## WRITTEN INSTRUCTION
Turn each line of the data below into a numbered list item, skipping any blank lines.
-- start PROVIDED DATA --
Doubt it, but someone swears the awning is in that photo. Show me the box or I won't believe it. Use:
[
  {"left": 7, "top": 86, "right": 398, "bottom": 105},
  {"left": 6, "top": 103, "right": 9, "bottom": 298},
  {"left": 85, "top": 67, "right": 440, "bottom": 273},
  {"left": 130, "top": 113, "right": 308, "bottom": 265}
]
-- end PROVIDED DATA --
## SOLVED PROBLEM
1. Doubt it, but someone swears the awning is in that photo. Show me the box or I won't believe it. Use:
2. [
3.   {"left": 7, "top": 86, "right": 398, "bottom": 105},
4.   {"left": 6, "top": 103, "right": 9, "bottom": 298},
5.   {"left": 85, "top": 67, "right": 440, "bottom": 273},
6.   {"left": 130, "top": 113, "right": 308, "bottom": 265}
7. ]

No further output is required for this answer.